──────── Supplied passage

No, I’m not referring to our kids, who have to be threatened with the removal of all personal electronic devices before they will deign to do their summer reading assignments. I’m talking about the 370 million children in Africa, 40% of whom do not attend school, the vast majority of whom have never owned a book, and who would be thrilled beyond belief with a chance to get an education and change their lives. The children Books for Africa was created to serve.
From its modest offices in St. Paul, Minnesota, with a total staff of 10, Books for Africa has become the largest shipper of donated books to Africa – sending 22 million books to 45 African countries over the past 22 years. It all began in 1988, when St. Paul publisher Tom Warth went to Jinja, Uganda to visit a Ugandan friend, and they happened upon a library. It was a beautiful space, but there were about 10 books in it, most over 25 years old. Warth came home, met with some friends from the Minnesota Book Publishers’ Roundtable, and started Books for Africa – with the plan to reclaim books headed for American landfills and put them into the hands of African children who have never before held one.

────────────────

Repeat word for word the part of the Books for Africa passage that opens with the words containing "From its modest" and closes with "before held one.".

──────── Rows

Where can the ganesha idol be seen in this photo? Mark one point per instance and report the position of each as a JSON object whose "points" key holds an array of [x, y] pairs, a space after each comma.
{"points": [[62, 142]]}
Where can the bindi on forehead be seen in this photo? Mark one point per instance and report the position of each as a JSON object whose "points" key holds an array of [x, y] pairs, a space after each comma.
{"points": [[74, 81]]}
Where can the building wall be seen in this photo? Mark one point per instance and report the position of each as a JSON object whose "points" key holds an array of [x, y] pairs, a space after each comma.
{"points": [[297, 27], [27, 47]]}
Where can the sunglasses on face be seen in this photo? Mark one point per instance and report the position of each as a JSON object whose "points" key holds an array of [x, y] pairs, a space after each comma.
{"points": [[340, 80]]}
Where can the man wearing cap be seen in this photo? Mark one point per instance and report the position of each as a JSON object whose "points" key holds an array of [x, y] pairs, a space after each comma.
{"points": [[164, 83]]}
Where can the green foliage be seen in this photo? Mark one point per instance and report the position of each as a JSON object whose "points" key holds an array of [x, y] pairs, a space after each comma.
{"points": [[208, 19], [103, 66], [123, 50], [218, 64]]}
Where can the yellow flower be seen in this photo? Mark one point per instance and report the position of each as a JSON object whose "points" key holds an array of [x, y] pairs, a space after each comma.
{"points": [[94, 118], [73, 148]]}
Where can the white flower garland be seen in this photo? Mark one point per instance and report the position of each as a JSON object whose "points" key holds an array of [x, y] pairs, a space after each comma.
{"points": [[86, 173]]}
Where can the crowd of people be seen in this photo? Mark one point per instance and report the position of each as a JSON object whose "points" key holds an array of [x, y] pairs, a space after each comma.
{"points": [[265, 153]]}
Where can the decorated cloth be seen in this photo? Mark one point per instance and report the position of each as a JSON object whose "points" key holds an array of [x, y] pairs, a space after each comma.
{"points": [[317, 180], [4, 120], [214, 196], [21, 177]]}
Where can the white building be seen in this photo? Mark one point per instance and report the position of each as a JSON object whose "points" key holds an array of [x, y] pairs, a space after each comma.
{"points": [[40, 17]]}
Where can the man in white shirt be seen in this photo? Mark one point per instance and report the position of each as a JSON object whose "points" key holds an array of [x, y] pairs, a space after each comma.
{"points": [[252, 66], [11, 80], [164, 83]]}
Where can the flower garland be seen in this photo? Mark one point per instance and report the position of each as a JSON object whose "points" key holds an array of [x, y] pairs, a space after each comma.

────────────────

Solved exercise:
From its modest offices in St. Paul, Minnesota, with a total staff of 10, Books for Africa has become the largest shipper of donated books to Africa – sending 22 million books to 45 African countries over the past 22 years. It all began in 1988, when St. Paul publisher Tom Warth went to Jinja, Uganda to visit a Ugandan friend, and they happened upon a library. It was a beautiful space, but there were about 10 books in it, most over 25 years old. Warth came home, met with some friends from the Minnesota Book Publishers’ Roundtable, and started Books for Africa – with the plan to reclaim books headed for American landfills and put them into the hands of African children who have never before held one.